Please return every record below exactly as it stands.

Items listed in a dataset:
◇ ◇ ◇ ◇ ◇ ◇ ◇

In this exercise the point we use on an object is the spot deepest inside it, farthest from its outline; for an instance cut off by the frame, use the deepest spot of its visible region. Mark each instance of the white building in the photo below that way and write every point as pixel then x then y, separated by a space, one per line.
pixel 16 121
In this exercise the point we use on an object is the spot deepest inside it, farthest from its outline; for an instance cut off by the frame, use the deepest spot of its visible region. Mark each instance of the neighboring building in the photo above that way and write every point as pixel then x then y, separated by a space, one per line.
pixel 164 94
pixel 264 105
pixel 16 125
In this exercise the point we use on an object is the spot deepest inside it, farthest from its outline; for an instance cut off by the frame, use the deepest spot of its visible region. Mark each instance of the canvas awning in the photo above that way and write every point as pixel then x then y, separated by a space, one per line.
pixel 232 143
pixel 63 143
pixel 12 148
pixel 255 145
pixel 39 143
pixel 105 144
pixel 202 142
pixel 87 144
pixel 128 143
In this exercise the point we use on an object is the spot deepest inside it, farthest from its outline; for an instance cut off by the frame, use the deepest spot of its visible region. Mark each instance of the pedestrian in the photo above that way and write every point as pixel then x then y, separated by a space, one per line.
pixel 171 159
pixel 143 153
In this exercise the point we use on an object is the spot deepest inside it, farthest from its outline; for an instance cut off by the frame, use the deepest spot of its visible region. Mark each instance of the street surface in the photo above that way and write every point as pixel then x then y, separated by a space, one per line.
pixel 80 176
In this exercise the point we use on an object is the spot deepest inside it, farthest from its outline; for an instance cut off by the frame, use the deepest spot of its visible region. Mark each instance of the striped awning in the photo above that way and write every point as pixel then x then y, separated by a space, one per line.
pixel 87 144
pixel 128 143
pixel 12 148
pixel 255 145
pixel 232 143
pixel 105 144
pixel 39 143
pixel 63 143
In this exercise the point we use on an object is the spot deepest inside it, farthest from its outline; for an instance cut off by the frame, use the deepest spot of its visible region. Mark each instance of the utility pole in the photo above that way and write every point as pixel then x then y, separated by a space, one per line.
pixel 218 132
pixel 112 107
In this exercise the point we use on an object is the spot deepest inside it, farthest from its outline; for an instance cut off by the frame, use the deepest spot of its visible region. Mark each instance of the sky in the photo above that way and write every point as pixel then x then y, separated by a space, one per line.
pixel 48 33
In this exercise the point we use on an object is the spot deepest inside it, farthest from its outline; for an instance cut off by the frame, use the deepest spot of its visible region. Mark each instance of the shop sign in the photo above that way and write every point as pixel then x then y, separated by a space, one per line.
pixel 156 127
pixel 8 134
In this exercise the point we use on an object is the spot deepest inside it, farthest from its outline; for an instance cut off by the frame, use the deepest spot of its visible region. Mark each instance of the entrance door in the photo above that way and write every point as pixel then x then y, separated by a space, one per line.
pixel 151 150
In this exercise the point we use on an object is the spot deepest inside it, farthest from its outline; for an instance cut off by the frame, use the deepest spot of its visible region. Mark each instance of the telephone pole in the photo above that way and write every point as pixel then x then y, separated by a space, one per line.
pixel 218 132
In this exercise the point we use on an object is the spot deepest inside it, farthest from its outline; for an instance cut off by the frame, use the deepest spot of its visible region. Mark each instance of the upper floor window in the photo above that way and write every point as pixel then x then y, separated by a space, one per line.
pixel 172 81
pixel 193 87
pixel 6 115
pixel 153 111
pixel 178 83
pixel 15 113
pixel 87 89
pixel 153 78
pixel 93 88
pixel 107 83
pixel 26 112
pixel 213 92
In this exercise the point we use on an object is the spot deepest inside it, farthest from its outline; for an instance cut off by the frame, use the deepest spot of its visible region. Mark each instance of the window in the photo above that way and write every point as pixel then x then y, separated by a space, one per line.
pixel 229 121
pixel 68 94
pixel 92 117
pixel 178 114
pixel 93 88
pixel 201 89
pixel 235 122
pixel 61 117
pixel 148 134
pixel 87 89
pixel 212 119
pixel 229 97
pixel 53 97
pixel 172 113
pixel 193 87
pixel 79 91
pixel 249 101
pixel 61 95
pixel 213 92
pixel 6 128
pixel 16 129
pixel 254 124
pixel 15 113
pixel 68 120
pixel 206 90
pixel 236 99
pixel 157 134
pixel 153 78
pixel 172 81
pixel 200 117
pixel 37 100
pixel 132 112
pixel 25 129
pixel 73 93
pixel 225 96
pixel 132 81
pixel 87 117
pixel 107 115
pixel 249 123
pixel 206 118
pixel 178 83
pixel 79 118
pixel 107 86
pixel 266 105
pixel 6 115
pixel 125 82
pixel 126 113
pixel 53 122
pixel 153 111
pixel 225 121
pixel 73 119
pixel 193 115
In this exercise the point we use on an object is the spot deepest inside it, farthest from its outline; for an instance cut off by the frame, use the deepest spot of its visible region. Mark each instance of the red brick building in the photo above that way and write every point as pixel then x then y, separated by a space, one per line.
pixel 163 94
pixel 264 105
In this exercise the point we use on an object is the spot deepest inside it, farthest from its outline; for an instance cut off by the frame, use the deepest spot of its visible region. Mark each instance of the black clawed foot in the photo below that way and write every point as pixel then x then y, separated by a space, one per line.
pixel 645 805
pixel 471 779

◇ ◇ ◇ ◇ ◇ ◇ ◇

**Result for this task**:
In this exercise the point we use on an object is the spot deepest inside it, farthest from its outline; for an instance cut off by the frame, use the deepest spot of its visible region. Mark each instance of the white building in the photo below that way and write every point as pixel then x then y, separated by a space, one per line.
pixel 16 121
In this exercise the point we use on an object is the spot deepest inside it, farthest from its outline; for an instance cut off by the frame, use the deepest spot of its visible region. Mark each instance of the neighboring building in the photo above that way and write every point as pixel then x then y, separated by a space, one per line.
pixel 164 94
pixel 264 105
pixel 16 125
In this exercise the point we use on an object is the spot deepest inside it, farthest from its outline; for an instance cut off by the frame, use the deepest spot of its visible region. Mark each instance of the canvas awning in the photo above that way and write every point as pixel then x then y, separated by a space, one per line.
pixel 232 143
pixel 63 143
pixel 12 148
pixel 255 145
pixel 39 143
pixel 105 144
pixel 202 142
pixel 87 144
pixel 128 143
In this exercise the point we use on an object is the spot deepest inside it, farthest from its outline; for an instance cut off by the frame, use the deepest spot of its visible region. Mark each instance of the pedestrian in the photo above that way and write every point as pixel then x then y, separated by a space, one per line.
pixel 171 159
pixel 143 153
In this exercise the point we use on an object is the spot deepest inside it, farthest from its outline; for an instance cut off by the frame, use the deepest spot of its visible region. Mark each instance of the street surface in the photo above that way and write every point as pixel then x then y, separated by a space, one per line.
pixel 80 176
In this exercise the point we use on an object is the spot deepest inside it, farthest from its outline; for an instance cut off by the frame, use the deepest spot of its visible region. Mark each instance of the striped awning in the photo above that way and write every point as pixel then x then y, separated by a space, one per line.
pixel 87 144
pixel 128 143
pixel 12 148
pixel 255 145
pixel 232 143
pixel 105 144
pixel 39 143
pixel 63 143
In this exercise the point we use on an object is the spot deepest inside it, farthest from its outline; for an instance cut off by the frame, use the deepest spot of its visible region. Mark each instance of the utility pole in the photo above that way and write every point as pixel then x then y, separated by a space, one per line.
pixel 218 132
pixel 112 107
In this exercise the point we use on an object is the spot deepest inside it, farthest from its outline; for an instance cut off by the frame, use the deepest spot of its visible region. Mark each instance of the sky in the photo above that way and write every point as pixel then x then y, separated by a space, one per line.
pixel 48 33
In this exercise the point we use on an object is the spot deepest inside it, farthest from its outline; for an instance cut off by the frame, use the deepest spot of its visible region. Mark each instance of the shop sign in the photo above that way and write every point as pixel then x then y, separated by a space, one per line.
pixel 156 127
pixel 8 134
In this exercise the point we use on an object is the spot deepest inside it, farthest from its outline; for an instance cut off by the frame, use the deepest spot of its visible region. Mark each instance of the entrance door in the photo above that way and write every point as pixel then x then y, separated by a space, one per line.
pixel 151 150
In this exercise the point we use on an object is the spot deepest inside it, farthest from its outline; for an instance cut off by the frame, use the deepest spot of its visible region. Mark each instance of the telephone pole in the photo above that way and write every point as pixel then x then y, separated by a space, one per line.
pixel 218 132
In this exercise the point we use on an object is the spot deepest inside it, farthest from its outline; for an instance cut off by the frame, use the deepest spot of its visible region. Mark each instance of the upper floor window in the photo above that way and write every point as pixel then x then y, separated by a space, one per line.
pixel 172 81
pixel 193 87
pixel 6 115
pixel 153 111
pixel 178 83
pixel 15 113
pixel 87 89
pixel 153 78
pixel 93 88
pixel 107 83
pixel 26 112
pixel 213 92
In this exercise the point we use on an object is the spot deepest inside it, farthest from its outline; for an instance cut off by the frame, use the deepest spot of its visible region. Mark each instance of the window in the photo above that way and write every point as pixel then x then y, separated by a space, one per line.
pixel 229 121
pixel 68 94
pixel 92 117
pixel 178 114
pixel 93 88
pixel 201 89
pixel 235 122
pixel 61 117
pixel 148 134
pixel 87 89
pixel 212 119
pixel 229 97
pixel 53 97
pixel 172 113
pixel 193 87
pixel 79 91
pixel 249 101
pixel 61 95
pixel 213 92
pixel 6 128
pixel 16 129
pixel 254 124
pixel 15 113
pixel 68 120
pixel 206 90
pixel 236 99
pixel 157 134
pixel 153 78
pixel 172 81
pixel 200 117
pixel 37 100
pixel 132 112
pixel 25 129
pixel 73 93
pixel 225 96
pixel 132 81
pixel 87 117
pixel 107 115
pixel 249 123
pixel 206 118
pixel 178 83
pixel 79 118
pixel 107 86
pixel 266 105
pixel 6 115
pixel 125 82
pixel 126 113
pixel 53 122
pixel 153 111
pixel 225 121
pixel 73 119
pixel 193 115
In this exercise the point we use on an object is the spot deepest inside it, farthest from its outline; for an instance cut off by the frame, use the deepest spot of its visible region. Mark each instance of the red brick building in the photo above that way and write every point as pixel then x then y, separated by a space, one per line.
pixel 163 94
pixel 264 105
In this exercise the point we use on an object is the spot deepest inside it, farthest from its outline; for an instance cut off by the frame, use the deepest spot of its visible region. Mark each instance of the black clawed foot in the photo below that way and write every point as pixel then x then y, separated by a space, one per line.
pixel 645 805
pixel 471 779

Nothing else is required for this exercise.